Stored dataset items

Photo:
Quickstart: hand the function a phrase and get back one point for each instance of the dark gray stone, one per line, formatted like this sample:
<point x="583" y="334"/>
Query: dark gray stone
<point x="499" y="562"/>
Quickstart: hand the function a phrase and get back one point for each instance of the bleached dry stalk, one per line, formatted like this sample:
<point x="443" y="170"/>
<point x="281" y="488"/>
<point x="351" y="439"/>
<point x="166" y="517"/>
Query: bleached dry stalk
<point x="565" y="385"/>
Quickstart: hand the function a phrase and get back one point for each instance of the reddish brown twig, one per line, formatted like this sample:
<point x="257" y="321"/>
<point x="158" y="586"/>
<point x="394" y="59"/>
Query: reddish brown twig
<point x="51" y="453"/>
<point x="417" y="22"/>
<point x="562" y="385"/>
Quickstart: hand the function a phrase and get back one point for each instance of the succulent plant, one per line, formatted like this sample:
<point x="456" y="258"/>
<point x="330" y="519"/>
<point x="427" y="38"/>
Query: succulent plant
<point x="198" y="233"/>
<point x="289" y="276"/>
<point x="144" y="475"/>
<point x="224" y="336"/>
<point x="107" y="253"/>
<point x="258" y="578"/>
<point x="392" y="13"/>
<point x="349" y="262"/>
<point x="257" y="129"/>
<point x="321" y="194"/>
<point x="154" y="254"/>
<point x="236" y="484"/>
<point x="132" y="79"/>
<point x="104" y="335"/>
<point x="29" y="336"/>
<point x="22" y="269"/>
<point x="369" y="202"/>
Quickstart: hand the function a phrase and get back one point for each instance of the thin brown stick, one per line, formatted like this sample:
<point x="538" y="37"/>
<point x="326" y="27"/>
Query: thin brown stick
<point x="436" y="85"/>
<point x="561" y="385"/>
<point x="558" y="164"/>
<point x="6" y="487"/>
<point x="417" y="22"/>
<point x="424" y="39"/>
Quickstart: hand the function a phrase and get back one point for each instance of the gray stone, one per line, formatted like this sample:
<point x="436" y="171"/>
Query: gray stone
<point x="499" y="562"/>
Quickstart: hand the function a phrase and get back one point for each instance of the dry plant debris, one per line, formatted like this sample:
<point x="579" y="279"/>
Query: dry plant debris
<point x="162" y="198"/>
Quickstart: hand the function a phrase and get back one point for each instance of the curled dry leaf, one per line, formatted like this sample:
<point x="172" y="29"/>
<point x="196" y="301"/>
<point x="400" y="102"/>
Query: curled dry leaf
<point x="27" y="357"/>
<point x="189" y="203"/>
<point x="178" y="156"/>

**WHAT YOU WILL DO**
Starting at the line that contains "of the curled", copy every line down to the last line of the records above, exactly as written.

**EXERCISE RESPONSE**
Quickstart: hand the function a phrase and get back one point for each instance of the curled dry leaf, one per line, formatted like this sample:
<point x="172" y="29"/>
<point x="196" y="301"/>
<point x="400" y="102"/>
Query: curled dry leaf
<point x="27" y="357"/>
<point x="189" y="203"/>
<point x="178" y="156"/>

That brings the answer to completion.